- AIM:
Set out the rows below as a numbered list, leaving out any blank lines.

---- RECORDS FOR PROCESSING

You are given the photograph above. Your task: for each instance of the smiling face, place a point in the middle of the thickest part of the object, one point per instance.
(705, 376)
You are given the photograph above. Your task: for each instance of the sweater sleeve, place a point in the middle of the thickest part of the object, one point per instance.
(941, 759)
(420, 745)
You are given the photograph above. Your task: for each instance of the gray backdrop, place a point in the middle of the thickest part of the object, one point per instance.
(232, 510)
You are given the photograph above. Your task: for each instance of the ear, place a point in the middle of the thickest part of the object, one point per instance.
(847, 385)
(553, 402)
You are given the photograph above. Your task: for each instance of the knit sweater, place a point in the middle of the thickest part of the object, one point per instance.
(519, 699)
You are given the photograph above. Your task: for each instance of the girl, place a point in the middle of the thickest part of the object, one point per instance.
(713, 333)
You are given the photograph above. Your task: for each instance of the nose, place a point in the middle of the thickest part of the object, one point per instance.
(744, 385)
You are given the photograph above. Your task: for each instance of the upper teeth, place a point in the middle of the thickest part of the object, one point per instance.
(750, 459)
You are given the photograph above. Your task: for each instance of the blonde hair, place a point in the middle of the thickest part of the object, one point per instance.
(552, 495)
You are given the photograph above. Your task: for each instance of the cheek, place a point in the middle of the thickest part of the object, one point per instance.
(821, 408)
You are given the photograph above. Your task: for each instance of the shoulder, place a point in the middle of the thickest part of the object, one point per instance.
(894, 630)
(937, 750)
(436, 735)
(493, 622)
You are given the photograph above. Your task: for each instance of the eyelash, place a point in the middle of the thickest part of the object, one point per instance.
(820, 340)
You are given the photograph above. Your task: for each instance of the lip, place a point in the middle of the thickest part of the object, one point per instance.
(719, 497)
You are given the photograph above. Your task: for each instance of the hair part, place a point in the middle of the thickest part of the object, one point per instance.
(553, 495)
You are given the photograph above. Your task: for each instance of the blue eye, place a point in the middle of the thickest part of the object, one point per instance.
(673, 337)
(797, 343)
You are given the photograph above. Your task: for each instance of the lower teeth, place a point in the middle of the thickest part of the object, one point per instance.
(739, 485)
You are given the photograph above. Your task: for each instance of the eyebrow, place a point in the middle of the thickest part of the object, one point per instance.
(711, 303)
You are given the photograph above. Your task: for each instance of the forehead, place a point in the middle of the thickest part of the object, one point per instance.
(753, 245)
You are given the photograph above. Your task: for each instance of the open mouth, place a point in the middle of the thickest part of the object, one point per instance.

--------

- RESPONSE BELOW:
1. You are given the photograph above. Your task: for each instance of the smiling face, place a point in the middle of the thickest part of the object, one point per instance.
2. (705, 376)
3. You are given the photograph above. Your task: for each instance of the sweater sleeve, place a point in the middle of the thickest part of the object, one point per instance.
4. (941, 759)
5. (420, 745)
6. You are given the photograph above. Your task: for each instance of the gray backdrop, place a point in the middle of the thickest part of the object, one point per instance.
7. (232, 510)
8. You are given the photograph above. Your task: for each instance of the ear, place a point in the middle of the thickest part of the object, one point per instance.
9. (847, 385)
10. (553, 402)
11. You are given the photograph above. Your task: for each instance of the knit sweater, place a point in the middle of the thickest part of the object, one point per instance.
12. (519, 699)
13. You are given the photograph above. Your task: for each instance of the girl, place a point in the middle of the thickest part of the object, one point per instance.
14. (713, 333)
15. You are given the photograph above. Your task: for each instance of the nose, place a point in the middle of the thickest part of the object, one point per instance.
16. (744, 385)
17. You are given the photograph above. Your task: for each instance of the upper teeth, place a point in the middle of the thickest part of the object, one point per instance.
18. (750, 459)
19. You are given the photograph above. Your task: for each instance of the blonde hair, place a point in the middle of the thickest part of the object, one point per instance.
20. (552, 495)
21. You are given the photograph above. Your task: for each instance of the cheek, place a point in the middle of the thickest part of the object, one point per instance.
22. (821, 408)
23. You are given the photograph above. Your task: for each instance of the shoulder, place a point in the middle of the thickest part of the object, one point per instance.
24. (894, 630)
25. (937, 750)
26. (436, 735)
27. (493, 622)
28. You are given the photograph above. Your task: for each instance of the eyelash, place a point in the middle of the thickest part of the object, one point per instance.
29. (820, 340)
30. You are given the photograph above. Your task: for each instance of the lip, place a point in the middle of the thickest part of the object, one point per instance.
31. (719, 497)
32. You are given the photograph above. Your task: for each instance of the hair part, place a point in the middle of the thickest part of the object, one point per instance.
33. (553, 495)
34. You are given the photograph above. Your task: for each instance of the blue eye, place a point in the middle of the thickest part of the object, one point per instance.
35. (673, 337)
36. (797, 343)
37. You are given the photograph above. Your task: for each instance of the lower teeth, place a point in the middle of the thickest part of the object, one point per instance.
38. (739, 485)
39. You are given the photograph above. Your task: for each instance of the eyebrow, place a point in the middle of the thickest part of the object, one point per instance.
40. (711, 303)
41. You are given the photograph above. Your task: for each instance of the forehead, place a point in the middle of the thickest part of the object, one point per instance.
42. (753, 245)
43. You are given the photograph above. Your task: for each instance of the open mouth, place a point in the middle of the thickest part of the object, one point per instance.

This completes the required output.